- _EXERCISE DETAILS_: Convert the lines below into a Markdown table with the columns Row and Line, numbering each row and skipping blank lines. Leave the pictures out.

- _DATA SHOWN_:
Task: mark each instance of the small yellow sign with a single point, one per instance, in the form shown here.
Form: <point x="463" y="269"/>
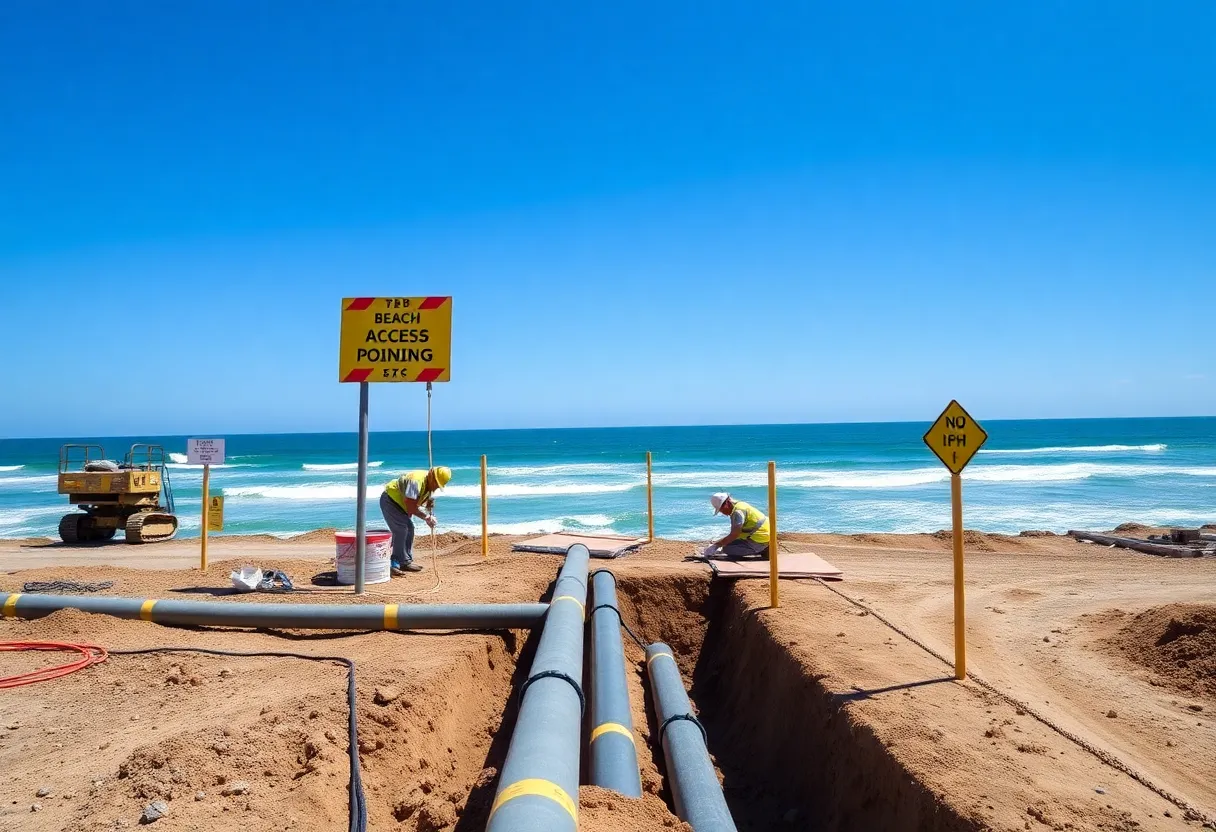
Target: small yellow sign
<point x="955" y="437"/>
<point x="395" y="339"/>
<point x="214" y="513"/>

- _COMPLETE OUTPUT_:
| Row | Line |
|---|---|
| 1 | Task: mark each instance of the small yellow sign with a single point, one per instance, in the form shown here. |
| 2 | Form: <point x="463" y="269"/> |
| 3 | Target: small yellow sign |
| 4 | <point x="955" y="437"/> |
| 5 | <point x="395" y="339"/> |
| 6 | <point x="214" y="513"/> |